» **Document segment**
Spreadsheet agents need a transaction log, not a screenshot

I do not trust a spreadsheet agent because it can move a cursor around a grid. That only proves the browser accepted some input.

The harder question starts after the edit: can the agent prove exactly what changed, what recalculated, what the user would see, and how to undo it?

I keep coming back to this while working on bilig. The project has a browser grid, but the real product boundary is not the grid. It is the evidence around a workbook mutation.

The screenshot trap

Screenshots are tempting because they look like proof. A cell has a value. A chart moved. A table is selected. The agent did something.

Except that screenshot cannot tell you whether the value is a literal or a formula result. It cannot tell you whether dependent formulas recalculated. It cannot see hidden sheets, named expressions, stale viewport state, saved workbook bytes, or whether an undo path still exists.

The failures I worry about are not dramatic. They look plausible.

The API says the write succeeded. The formula bar has the new value. The visible grid is one render tick behind. A copied range includes stale formatting. A summary cell looks right because the old value happened to match. You can lose a day arguing with pixels when the system should have carried a receipt from the start.

What the receipt should contain

For workbook edits, I want the agent to return a transaction record, not a caption.

At minimum, that record should say:

what operation it attempted,
which sheet and range it touched,
the workbook revision before and after the edit,
the authoritative readback after recalculation,
the rendered readback for the visible range,
any warnings from formulas, parsing, persistence, or rendering,
whether undo or restore was proven.

Items listed in a dataset

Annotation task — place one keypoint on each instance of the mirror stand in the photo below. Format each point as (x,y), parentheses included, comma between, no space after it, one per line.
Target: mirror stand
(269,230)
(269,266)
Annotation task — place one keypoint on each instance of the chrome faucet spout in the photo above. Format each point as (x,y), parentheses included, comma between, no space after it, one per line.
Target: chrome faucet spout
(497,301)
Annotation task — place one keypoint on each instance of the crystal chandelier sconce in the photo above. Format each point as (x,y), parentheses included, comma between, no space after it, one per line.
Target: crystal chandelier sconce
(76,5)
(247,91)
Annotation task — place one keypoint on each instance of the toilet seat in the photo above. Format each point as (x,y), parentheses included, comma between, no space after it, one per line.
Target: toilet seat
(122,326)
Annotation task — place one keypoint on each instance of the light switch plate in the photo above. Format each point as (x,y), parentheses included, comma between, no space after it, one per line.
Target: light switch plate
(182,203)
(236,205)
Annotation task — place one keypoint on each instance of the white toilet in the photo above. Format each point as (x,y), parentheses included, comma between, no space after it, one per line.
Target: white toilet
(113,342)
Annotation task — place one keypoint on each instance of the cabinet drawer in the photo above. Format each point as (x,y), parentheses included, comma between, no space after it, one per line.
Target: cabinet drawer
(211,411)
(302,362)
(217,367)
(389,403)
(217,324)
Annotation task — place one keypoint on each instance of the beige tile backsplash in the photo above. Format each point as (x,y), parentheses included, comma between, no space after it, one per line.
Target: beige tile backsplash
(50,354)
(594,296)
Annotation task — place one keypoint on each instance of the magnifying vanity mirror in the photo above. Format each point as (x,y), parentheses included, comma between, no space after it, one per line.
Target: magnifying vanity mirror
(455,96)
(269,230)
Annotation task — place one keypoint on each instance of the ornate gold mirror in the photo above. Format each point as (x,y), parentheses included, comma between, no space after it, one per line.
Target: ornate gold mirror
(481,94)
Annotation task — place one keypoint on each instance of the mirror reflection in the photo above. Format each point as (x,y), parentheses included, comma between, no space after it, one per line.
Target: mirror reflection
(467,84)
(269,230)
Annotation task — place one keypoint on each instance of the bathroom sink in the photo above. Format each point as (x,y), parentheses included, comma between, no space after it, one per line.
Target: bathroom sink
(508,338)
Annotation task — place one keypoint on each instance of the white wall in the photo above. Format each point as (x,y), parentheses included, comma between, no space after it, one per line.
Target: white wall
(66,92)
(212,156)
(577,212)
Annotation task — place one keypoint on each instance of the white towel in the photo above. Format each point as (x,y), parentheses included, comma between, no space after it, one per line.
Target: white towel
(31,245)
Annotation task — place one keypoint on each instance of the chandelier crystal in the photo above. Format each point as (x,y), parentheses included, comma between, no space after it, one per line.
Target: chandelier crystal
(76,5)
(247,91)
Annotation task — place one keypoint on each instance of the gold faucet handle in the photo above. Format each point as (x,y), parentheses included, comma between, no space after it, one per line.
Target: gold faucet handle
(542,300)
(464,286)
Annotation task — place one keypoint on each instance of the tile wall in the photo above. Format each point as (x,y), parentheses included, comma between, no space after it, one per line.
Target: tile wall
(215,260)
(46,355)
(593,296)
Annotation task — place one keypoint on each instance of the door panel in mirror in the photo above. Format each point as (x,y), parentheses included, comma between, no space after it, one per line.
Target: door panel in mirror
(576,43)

» **Tasks to complete**
A) List every item that the post on spreadsheet agents says a workbook edit's transaction record should contain at minimum.
B) Answer these questions from the post on spreadsheet agents:
(i) What project is the writer working on?
(ii) How far behind is the visible grid in the writer's example of a plausible failure?
(iii) For workbook edits, what does the writer want the agent to return instead of a caption?
C) Carry on the post on spreadsheet agents from its last line.

» **Answers to the tasks**
A)
- what operation it attempted
- which sheet and range it touched
- the workbook revision before and after the edit
- the authoritative readback after recalculation
- the rendered readback for the visible range
- any warnings from formulas, parsing, persistence, or rendering
- whether undo or restore was proven

B)
(i) bilig
(ii) One render tick
(iii) A transaction record

C)
Those fields sound boring until something breaks. Then they are the difference between "the agent failed" and a useful diagnosis:

the edit never applied,
the edit applied but the formula is wrong,
the formula is right but the rendered grid is stale,
the view is right but the workbook was not persisted,
everything worked but undo was never verified.

Those are different bugs. If the tool flattens them into "done," the receipt is not good enough.

The grid is not the source of truth

Humans need a grid. We think spatially in spreadsheets. Selection, freeze panes, copy/paste, formula bars, resize handles, and formatting all matter.

Agents need a contract that is less visual and more auditable.

An agent should be able to say: write F12, recalculate, read F12, read the dependent total, save the workbook, reload it, compare the value, then render the range the user will inspect. That should be one auditable path, not a pile of browser gestures.

I care about @bilig/headless because it gives code a workbook surface: construct sheets, write ranges, set formulas, recalculate, persist, restore, and read values without pretending the browser is the database.

The browser still matters. It just should not be the only witness.

Real files keep everyone honest

Toy sheets make agents look better than they are.

Real workbooks have merged cells, weird number formats, volatile formulas, hidden sheets, external references, stale cached values, wide ranges, and formatting that carries meaning. They also contain all the little mistakes people make when a workbook has lived for years.

Corpus work makes that visible. A public workbook that fails to load is a repro, not a vibe. A skipped formula is not compatibility. A cached checkpoint is not proof unless it still matches the artifact it came from.

The more real files a spreadsheet system can survive, the smaller and more honest its claims get.

Undo is part of trust

Undo is not a nice-to-have for agents. It is the safety rail.

If the agent cannot prove it can restore the prior workbook state, the edit should be treated as risky even when the visible result looks fine. The restore path should be part of the transaction receipt: what token or snapshot exists, what range was restored, and whether the post-restore readback matched the original state.

This sounds strict until a small edit changes twenty downstream reports. A format change can make a negative number look harmless. A stale named range can make the visible cell correct while the downstream model is wrong.

Undo gives the agent a way to act without pretending every action is harmless.

Where this leaves spreadsheet agents

I am less interested in agents that can "use Excel" through screenshots.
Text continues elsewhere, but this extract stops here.